Exercise set:
(1) In the article on Seth Curry, what percentage of his three-point attempts is Curry making this season?
(2) Retype the part of the article on Seth Curry that starts at "The shooting has" and ends at "NBA playing today.".
(3) Extend the article on Seth Curry, picking up after its last sentence.

Nobody was quite sure what to expect from Seth Curry when he joined the Portland Trail Blazers last summer. The younger and decidedly less famous of the Curry boys, he hadn’t played since the end of 2016-17, the best of his career, due to an extended absence with a left leg injury. First deemed a stress fracture, Curry lost the entire 2017-18 season after he opted for surgery last February. Unable to build on a fantastic 2016-17 campaign, Curry went into unrestricted free agency last summer with far fewer suitors than he would have the year before. All that meant the Trail Blazers were able to pick him up for a mere $2.8 million contract for 2018-19, a sort of make-good contract that would allow him to rehab his value league-wide and get back in free agency in 2019.
There’s still about a third of the season left, plus the playoffs, but it’s safe to say at this point that Curry’s shown that most of what he showed in 2016-17 remains well within his grasp. A low-usage off guard, his ability to space the floor highlights everything he does – he’s hitting 46.5 percent of his threes on very good volume. There have been only 19 seasons in NBA history in which a player made better than 45 percent of his threes on 7.5 attempts per 100 possessions, and Curry has one of them this year. The Curry family as a whole has their fingerprints all over this list – brother Stephen has two such seasons and father Dell has one.
The shooting has been spectacular for the third consecutive year in which he’s played, dating back to 2015-16 with Sacramento. The best year of his young career was also his worst from beyond the three-point line, as he shot “only” 42.5 percent from deep with Dallas two years ago. Now with nearly three full years of high-level shooting, it’s safe to say that Curry is one of the best shooters in the NBA playing today.
If you were to pick nits with Curry’s shooting prowess, it is notable that his shooting off movement has been much worse than his standstill spot-up attempts. He’s scoring in the 17th percentile in off-screen attempts, per Synergy, while every one of his spot-up numbers are absolutely elite: he’s in the 98th percentile overall and the very best player in the league in spot-up catch-and-shoot jumpers. Leave him unguarded and he’s as lethal as they come, which brings a ton of value to the Portland offense.
His on-the-move shooting hasn’t been quite as strong as it was during his time in Dallas, but the size of this particular sample isn’t large enough to draw definite conclusions. The fact that his usage is relatively low in these areas and the efficiency comes and goes indicates that he’s not quite in the top of the top tier in terms of league-wide shooters. Players like Klay Thompson, J.J. Redick, and Kyle Korver ignite so much fear in opposing defenders because of their ability to get their feet set and shoot from just about anywhere and any angle, but Curry hasn’t shown to have that skill quite as well developed as the rest of his shooting game at this point.

Source data:

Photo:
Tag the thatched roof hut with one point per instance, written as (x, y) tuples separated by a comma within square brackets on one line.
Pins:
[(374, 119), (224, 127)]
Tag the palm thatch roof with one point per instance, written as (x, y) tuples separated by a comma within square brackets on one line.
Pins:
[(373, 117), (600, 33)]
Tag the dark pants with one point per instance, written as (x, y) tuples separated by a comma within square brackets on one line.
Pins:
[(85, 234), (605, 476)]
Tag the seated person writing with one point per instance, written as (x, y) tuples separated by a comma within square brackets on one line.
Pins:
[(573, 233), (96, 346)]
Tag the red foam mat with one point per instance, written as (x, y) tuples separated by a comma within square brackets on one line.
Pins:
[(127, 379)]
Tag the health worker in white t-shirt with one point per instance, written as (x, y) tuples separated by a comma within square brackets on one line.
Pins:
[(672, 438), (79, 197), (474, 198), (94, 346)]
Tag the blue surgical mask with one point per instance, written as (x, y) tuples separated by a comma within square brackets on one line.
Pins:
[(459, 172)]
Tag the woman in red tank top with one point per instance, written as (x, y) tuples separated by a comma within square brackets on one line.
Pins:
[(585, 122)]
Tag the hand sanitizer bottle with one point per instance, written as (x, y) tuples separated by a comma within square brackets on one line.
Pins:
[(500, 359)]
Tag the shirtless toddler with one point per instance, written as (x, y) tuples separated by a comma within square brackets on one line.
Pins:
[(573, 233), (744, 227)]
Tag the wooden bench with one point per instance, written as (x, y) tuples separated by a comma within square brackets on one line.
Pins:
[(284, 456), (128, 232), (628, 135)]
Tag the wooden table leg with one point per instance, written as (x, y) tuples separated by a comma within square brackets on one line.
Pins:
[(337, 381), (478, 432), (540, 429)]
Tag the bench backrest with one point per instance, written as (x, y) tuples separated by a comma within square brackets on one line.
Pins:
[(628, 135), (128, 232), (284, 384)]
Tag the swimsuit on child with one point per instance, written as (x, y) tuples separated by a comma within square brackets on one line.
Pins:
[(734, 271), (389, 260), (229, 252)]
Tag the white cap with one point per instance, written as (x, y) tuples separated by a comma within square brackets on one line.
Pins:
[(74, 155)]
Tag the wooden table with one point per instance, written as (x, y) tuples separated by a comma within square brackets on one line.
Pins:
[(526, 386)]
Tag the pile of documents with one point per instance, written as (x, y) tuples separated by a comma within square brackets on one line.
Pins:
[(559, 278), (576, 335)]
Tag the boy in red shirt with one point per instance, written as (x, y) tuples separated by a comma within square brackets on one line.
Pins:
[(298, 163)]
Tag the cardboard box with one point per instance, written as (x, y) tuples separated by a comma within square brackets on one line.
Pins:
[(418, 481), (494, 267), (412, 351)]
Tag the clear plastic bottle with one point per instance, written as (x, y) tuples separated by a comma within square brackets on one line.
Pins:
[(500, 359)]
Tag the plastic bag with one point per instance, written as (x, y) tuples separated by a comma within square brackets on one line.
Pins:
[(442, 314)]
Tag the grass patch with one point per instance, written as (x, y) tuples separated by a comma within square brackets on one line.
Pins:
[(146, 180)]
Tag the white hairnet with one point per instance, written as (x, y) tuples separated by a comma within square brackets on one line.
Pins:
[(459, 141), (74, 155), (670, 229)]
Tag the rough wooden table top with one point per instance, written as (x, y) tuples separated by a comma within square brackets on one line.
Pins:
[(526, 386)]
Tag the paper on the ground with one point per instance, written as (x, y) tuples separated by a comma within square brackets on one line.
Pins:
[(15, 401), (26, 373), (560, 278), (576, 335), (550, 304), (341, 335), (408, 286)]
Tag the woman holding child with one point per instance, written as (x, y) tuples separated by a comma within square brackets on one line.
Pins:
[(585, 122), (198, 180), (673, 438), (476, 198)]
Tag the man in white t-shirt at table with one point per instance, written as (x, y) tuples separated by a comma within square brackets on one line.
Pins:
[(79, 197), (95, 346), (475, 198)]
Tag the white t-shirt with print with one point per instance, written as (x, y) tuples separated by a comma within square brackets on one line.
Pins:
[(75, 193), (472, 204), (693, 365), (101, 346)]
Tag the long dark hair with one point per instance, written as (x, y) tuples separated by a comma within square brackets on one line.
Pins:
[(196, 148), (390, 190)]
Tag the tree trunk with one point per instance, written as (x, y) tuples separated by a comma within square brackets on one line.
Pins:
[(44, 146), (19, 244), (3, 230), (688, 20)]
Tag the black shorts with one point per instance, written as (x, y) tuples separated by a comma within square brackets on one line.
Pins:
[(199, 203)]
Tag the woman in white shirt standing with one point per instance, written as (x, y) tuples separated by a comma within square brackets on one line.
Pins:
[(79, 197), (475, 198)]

Results:
(1) 46.5 percent

(2)
The shooting has been spectacular for the third consecutive year in which he’s played, dating back to 2015-16 with Sacramento. The best year of his young career was also his worst from beyond the three-point line, as he shot “only” 42.5 percent from deep with Dallas two years ago. Now with nearly three full years of high-level shooting, it’s safe to say that Curry is one of the best shooters in the NBA playing today.

(3)
Elsewhere, Curry’s creation has been mostly stymied in Portland as he’s playing a relatively strict secondary role in Terry Stotts’ system. He gets his fair share of pick-and-roll opportunities as a result of his secondary role, but when he’s playing in his normal rotation spot off the Portland bench, it’s Evan Turner who gets the call as the team’s primary creator on a lot of possessions. Still, between his work this season and in his lone playing season with the Mavericks, there’s an argument to be made that he’s underutilized in this area for the Trail Blazers. It’s not a criticism of Stotts or his staff that Curry hasn’t gotten as many chances as the team’s primary creator – it makes all the sense in the world to play Curry off the ball when he shares the floor with Turner, who isn’t a threat to shoot from outside the way most perimeter players are these days. If he’s on the court with Damian Lillard or CJ McCollum, there can be no argument that the ball should be in Curry’s hands on a consistent basis unless they’re working an off-ball play for one of their stars.
Where all that will leave Curry this summer will be very interesting. He’s defined himself as a role player on a very good Portland team and his elite spot-up shooting will serve him well as he moves forward in his career. Due to spending five years in college (he had to sit out a year between his freshman season at Liberty and his sophomore season at Duke), two further years in which he played a grand total of 21 minutes for Memphis, Cleveland, and Phoenix, and the lost year last season, Curry’s already 28 despite this being just his third real season as a full-time role player for a team. Where you come down on his ceiling depends heavily on how you view age and player development curves; optimists will point to his relative inexperience and preach patience, while pessimists will contend that very few players truly make a leap from role player to starter at his age. Wherever you fall on that spectrum, it can be agreed that Curry’s a solid bench piece at the very least, as he’s shown for the Trail Blazers so far this season.